- **Requirements**:
A – Summarize the passage on the Final Decree in two sentences.
B – In the passage on the Final Decree, rewrite the paragraph beginning "While Wife's First Appeal was pending" as a short bulleted list that keeps its main facts.

- **Document passage**:
The Final Decree was signed in 2013, and amended based on a motion to modify filed by husband.

The Decree awarded Willow Bend, together with all of its "receivables [and] accounts" to husband as his separate property. Wife and husband received equal shares in MRR and GP, which in turn owned a lake house and an event venue. Pursuant to the parties' agreement, the Decree ordered both properties sold, specified the manner of reimbursement of loans or other expenditures made "by the parties" after the date of the Decree, and required equal distribution of the net proceeds of the sale to the parties.

Wife filed a motion and an amended motion for new trial in which she asserted that the Decree failed to properly characterize and value Willow Bend and that husband had been awarded a disproportionately large share of the community estate. Wife's motion for new trial was denied, and wife appealed (Wife's First Appeal).

While Wife's First Appeal was pending, the parties agreed to the appointment of a receiver for MRR and GP to sell MRR's property (the First Receivership Order). The receiver sold the lake house owned by MRR prior to resolution of Wife's First Appeal, and wife accepted her share of the proceeds of the sale, which were disbursed to her pursuant to an order entered by the trial court. In the appellate briefing, relying on wife's acceptance of the sale proceeds, husband demonstrated that direct benefits estoppel barred Wife's challenge to the Decree. Wife's First Appeal was accordingly dismissed.

Subsequently, wife and husband agreed to an amended receivership order, (Amended Receivership Order) pursuant to which a different receiver was appointed to sell the event venue. Both receivership orders allowed either party to make loans to MRR and receive reimbursement from the net proceeds of the sale, and both specified the priority of distribution of the net sale proceeds to wife and husband.

Collected data entries:
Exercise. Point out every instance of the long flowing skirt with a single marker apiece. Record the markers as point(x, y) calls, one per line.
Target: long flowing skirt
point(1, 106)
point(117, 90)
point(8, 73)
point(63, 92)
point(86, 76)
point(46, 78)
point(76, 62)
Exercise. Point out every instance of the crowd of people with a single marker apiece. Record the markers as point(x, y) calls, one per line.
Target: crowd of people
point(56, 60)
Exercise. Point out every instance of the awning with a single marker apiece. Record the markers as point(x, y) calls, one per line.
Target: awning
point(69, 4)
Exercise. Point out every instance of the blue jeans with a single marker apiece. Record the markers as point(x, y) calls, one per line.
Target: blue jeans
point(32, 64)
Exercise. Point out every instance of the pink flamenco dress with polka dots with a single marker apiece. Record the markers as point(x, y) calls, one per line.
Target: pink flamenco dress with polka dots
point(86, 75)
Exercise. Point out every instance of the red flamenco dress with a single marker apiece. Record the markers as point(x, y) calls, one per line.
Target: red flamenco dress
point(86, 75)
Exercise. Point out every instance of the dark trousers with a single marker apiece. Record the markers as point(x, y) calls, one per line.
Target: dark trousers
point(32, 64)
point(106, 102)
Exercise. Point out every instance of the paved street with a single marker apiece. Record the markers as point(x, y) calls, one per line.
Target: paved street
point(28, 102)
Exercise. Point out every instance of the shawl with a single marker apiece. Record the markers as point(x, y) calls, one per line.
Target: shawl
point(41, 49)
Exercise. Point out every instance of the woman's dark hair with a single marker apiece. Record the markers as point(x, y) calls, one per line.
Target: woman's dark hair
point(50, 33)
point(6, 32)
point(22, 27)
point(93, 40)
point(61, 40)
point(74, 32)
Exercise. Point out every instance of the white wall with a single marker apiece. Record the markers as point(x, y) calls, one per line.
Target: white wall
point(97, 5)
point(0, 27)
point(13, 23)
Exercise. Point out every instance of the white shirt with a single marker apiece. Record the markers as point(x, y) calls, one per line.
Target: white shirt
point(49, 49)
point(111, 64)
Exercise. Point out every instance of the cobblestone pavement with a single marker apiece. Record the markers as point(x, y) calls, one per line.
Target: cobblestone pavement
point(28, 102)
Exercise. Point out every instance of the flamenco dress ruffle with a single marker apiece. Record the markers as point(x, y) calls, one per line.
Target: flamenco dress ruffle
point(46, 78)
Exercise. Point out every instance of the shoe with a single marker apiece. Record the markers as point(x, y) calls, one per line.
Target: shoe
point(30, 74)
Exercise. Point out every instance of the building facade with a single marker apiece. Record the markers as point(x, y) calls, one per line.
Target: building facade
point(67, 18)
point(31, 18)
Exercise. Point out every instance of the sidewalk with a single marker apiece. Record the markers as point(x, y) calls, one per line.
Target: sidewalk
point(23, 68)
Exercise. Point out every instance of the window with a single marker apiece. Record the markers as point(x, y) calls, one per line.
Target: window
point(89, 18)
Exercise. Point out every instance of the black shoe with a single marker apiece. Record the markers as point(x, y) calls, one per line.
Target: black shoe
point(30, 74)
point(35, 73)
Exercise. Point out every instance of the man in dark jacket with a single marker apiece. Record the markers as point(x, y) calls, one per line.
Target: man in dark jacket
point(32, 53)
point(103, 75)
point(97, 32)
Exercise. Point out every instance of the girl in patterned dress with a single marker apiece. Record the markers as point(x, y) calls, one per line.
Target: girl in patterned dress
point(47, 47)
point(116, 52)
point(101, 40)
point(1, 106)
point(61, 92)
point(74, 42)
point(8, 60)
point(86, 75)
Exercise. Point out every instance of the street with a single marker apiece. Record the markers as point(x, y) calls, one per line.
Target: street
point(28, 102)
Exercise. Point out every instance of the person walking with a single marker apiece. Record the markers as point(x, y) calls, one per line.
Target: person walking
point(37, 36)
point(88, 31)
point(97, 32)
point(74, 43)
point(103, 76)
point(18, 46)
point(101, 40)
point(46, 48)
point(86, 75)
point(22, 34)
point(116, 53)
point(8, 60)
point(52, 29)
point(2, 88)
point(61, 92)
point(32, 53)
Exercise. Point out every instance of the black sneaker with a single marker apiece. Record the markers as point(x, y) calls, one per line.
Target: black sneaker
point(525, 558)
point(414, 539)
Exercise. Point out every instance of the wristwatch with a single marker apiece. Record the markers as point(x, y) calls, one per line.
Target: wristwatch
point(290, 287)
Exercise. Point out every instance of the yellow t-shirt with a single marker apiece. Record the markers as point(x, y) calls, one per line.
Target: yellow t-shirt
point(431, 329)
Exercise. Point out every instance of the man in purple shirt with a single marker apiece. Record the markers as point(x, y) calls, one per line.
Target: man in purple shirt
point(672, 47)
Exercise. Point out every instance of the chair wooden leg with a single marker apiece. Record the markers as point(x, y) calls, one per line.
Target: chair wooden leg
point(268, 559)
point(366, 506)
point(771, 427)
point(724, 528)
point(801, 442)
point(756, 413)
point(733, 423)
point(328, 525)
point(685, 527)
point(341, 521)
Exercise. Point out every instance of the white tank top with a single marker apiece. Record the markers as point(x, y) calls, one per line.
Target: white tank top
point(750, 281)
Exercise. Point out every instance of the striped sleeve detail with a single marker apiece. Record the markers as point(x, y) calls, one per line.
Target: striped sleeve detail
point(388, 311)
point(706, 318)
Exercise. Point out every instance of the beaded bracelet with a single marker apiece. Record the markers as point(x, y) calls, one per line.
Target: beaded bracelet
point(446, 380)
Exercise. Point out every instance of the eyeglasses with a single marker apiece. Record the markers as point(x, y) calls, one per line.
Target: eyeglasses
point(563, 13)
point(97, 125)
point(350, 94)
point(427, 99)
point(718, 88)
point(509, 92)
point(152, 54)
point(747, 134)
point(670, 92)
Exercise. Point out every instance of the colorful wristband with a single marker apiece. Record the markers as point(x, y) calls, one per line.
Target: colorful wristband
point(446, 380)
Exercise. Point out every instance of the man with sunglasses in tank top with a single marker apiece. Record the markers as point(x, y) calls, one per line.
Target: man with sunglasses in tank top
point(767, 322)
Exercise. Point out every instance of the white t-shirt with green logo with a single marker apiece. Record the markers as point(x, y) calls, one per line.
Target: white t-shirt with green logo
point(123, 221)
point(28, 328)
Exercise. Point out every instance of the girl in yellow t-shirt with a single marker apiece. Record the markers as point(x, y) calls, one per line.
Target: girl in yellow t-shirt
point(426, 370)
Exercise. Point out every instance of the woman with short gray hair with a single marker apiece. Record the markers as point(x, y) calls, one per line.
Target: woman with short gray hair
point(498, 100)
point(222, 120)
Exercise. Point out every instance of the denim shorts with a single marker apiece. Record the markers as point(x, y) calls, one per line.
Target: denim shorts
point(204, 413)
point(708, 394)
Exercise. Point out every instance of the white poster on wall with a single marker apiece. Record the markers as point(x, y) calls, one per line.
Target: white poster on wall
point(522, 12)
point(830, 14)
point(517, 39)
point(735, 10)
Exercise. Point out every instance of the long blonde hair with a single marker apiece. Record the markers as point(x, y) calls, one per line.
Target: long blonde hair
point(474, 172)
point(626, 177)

- **Full solutions**:
A – The Final Decree, signed in 2013, awarded Willow Bend to husband as his separate property, gave the parties equal shares in MRR and GP, and ordered the lake house and event venue sold with the net proceeds split equally. Wife's First Appeal was dismissed on direct benefits estoppel after she accepted her share of the lake house sale proceeds, and the parties later agreed to an Amended Receivership Order appointing a different receiver to sell the event venue.

B –
- While Wife's First Appeal was pending, the parties agreed to a receiver for MRR and GP to sell MRR's property (the First Receivership Order).
- The receiver sold MRR's lake house before the appeal was resolved.
- Wife accepted her share of the sale proceeds, disbursed under a trial court order.
- Relying on that acceptance, husband showed in the appellate briefing that direct benefits estoppel barred Wife's challenge to the Decree.
- Wife's First Appeal was dismissed.